(Saved data entries)
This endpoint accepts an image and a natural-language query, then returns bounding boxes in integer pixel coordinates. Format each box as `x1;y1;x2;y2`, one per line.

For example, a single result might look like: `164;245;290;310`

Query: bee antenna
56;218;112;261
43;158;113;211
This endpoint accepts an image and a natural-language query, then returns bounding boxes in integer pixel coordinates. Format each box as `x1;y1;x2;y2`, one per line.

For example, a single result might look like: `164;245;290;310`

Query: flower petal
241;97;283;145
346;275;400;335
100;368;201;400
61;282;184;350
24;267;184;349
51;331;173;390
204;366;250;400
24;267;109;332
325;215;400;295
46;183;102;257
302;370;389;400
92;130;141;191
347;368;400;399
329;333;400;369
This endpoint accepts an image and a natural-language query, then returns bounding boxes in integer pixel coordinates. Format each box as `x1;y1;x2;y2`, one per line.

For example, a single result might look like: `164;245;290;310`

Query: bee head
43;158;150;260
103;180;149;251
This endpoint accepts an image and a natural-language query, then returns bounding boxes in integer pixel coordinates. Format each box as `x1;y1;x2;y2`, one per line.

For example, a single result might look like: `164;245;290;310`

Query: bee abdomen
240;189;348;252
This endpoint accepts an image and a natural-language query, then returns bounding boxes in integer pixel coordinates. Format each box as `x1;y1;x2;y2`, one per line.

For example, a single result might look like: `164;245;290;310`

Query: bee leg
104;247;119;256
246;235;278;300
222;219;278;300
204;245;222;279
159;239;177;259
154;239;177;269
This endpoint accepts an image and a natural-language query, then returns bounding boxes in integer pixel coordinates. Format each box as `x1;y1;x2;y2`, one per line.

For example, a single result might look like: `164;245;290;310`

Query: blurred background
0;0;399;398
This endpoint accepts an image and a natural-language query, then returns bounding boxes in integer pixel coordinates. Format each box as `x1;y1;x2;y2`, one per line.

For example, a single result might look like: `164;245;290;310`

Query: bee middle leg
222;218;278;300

» Exercise aim: Restate each entry word for word.

» Result of the task:
This endpoint accepts an image and a natural-language query, then returns bounding boxes in integer pixel coordinates. Format each box as `x1;y1;x2;y2`, one per line.

For example, a single result might look like: `164;245;290;310`

Query: bee antenna
56;218;112;261
43;158;113;211
This endpoint accepts an image and a natural-language query, then returns bounding boxes in integer pixel coordinates. Format each box as `x1;y1;x2;y2`, one per line.

For example, a single result might look like: `164;245;290;310`

Query: flower petal
241;97;283;145
346;275;400;335
100;368;201;400
61;282;184;350
24;267;184;349
51;331;173;390
204;366;250;400
24;267;109;332
325;215;400;295
46;183;102;257
302;370;389;400
92;130;141;191
347;368;400;399
329;333;400;369
This endpoint accepts an image and a natural-language query, then returns bounding boxes in integer pixel coordinates. Format each box as `x1;y1;x2;y2`, one per line.

For example, a single result might look like: `164;245;290;310`

Query: bee head
43;158;150;260
103;180;149;251
This endpoint accepts an image and a natural-language query, then returns bounding boxes in integer pixel coordinates. Format each box as `x1;y1;x2;y2`, one per line.

For example, a single result might look like: `164;245;290;310`

Query: bee abdomen
240;189;348;252
This endpoint accepts an image and a natural-language query, then returns bounding boxes in integer pixel coordinates. Format each box as `x1;y1;x2;y2`, one per line.

For example, a single result might look like: `164;245;290;310`

Query: bee leg
104;247;119;256
246;235;278;300
222;219;278;300
204;245;222;279
159;239;177;259
154;239;177;269
This endpoint accepts an image and a natural-language query, then returns bounding boxes in integer pixel coordinates. Format each box as `x1;y1;x2;y2`, one per line.

For example, a single result might look like: `164;245;290;310`

Query: blurred background
0;0;399;398
This endpoint accepts an image and a natural-language query, then returns bounding boxes in integer pixel coordinates. Format each box as `x1;y1;x2;y2`, one per line.

For example, a single result might look like: `164;245;290;310`

Query: bee middle leg
222;218;278;300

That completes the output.